So far, MLB has refused to welcome players linked with steroids to the Hall of Fame.
Eventually, that needs to change, because everybody, including executives, fans, media members, and former players, celebrated their achievements during the steroid era.
MLB decided to ignore the issue for a long time, and now, some of the best players ever haven’t been able to go to Cooperstown.
These three are prime examples.
3. Alex Rodriguez
However, he just got 34.3 percent of votes during this past Hall of Fame round.
Not only did he use steroids and deny it, but he later admitted it, clashed with his team over his role in the Biogenesis scandal, and missed the whole 2014 season because of a related suspension.
You could say, however, that A-Rod did his time and his penalty.
He still deserves a place among the greatest, because he was one of the best in the league even before steroids grew in popularity.
He played in Seattle, Texas, and New York, and was a star everywhere he went.

* [Required actions]
a - According to the article on steroid-era players and the Hall of Fame, what share of the votes did Alex Rodriguez receive in the most recent Hall of Fame round?
b - Reproduce the passage of the article on steroid-era players and the Hall of Fame between "Eventually, that needs" and "go to Cooperstown.", inclusive.

* [Information provided]

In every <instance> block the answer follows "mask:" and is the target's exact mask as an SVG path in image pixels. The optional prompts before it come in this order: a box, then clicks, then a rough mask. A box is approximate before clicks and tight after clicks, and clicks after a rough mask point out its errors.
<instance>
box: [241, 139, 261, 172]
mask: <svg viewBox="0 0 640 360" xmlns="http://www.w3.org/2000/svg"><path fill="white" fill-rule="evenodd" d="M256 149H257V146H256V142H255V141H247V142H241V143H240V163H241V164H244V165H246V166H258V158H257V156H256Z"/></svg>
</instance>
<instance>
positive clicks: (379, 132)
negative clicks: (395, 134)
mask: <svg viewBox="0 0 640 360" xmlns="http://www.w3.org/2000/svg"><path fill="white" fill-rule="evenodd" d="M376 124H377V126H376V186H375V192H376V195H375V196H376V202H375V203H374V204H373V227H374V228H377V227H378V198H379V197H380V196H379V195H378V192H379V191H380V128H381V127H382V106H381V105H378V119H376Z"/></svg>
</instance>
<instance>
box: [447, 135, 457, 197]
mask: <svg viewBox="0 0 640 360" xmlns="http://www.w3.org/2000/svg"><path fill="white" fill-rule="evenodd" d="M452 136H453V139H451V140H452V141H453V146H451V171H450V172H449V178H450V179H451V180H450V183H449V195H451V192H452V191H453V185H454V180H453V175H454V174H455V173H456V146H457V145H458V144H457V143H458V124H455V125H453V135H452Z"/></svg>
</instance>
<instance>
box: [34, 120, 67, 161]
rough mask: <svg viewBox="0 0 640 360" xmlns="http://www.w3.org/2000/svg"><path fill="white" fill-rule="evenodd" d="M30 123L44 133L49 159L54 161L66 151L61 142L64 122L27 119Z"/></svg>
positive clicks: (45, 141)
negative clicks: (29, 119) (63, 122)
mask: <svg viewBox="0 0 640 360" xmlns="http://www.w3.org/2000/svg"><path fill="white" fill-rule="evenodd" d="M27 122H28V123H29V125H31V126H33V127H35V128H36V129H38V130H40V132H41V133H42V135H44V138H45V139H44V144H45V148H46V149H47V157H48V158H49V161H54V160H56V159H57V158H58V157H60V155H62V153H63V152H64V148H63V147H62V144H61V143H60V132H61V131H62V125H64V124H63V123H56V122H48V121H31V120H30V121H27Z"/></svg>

* [Answers for this exercise]
a - 34.3 percent

b -
Eventually, that needs to change, because everybody, including executives, fans, media members, and former players, celebrated their achievements during the steroid era.
MLB decided to ignore the issue for a long time, and now, some of the best players ever haven’t been able to go to Cooperstown.